#### [Data for review]
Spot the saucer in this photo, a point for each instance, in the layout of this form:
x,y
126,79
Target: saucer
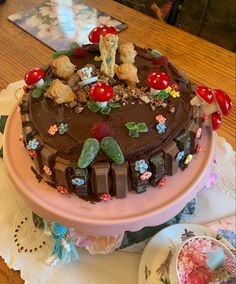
x,y
156,257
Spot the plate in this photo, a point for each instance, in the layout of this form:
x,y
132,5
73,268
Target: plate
x,y
156,257
151,208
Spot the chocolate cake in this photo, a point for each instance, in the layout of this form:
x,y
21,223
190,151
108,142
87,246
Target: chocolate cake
x,y
80,146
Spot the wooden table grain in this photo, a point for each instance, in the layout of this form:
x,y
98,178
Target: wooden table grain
x,y
204,62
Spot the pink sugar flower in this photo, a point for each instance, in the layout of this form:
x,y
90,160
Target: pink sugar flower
x,y
198,133
47,170
61,189
145,176
160,118
53,129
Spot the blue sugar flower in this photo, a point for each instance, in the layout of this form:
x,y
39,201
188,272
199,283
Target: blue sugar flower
x,y
77,181
229,235
141,166
179,156
62,128
161,128
32,144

#### [What is required]
Your output should be an exact transcription of the line that holds "Spot the pink" and each line after it through the end of the listing above.

#### [Expected answer]
Spot the pink sugar flower in this photo, a point for each instance, in the layout of this form:
x,y
90,160
Target: pink sugar flower
x,y
198,133
47,170
61,189
145,176
160,118
53,129
Spot the blue sugar flower in this photo, a point for each instance, in the layout of this form:
x,y
39,201
188,272
199,283
Target: blue sugar flower
x,y
77,181
229,235
141,166
179,156
62,128
161,128
32,144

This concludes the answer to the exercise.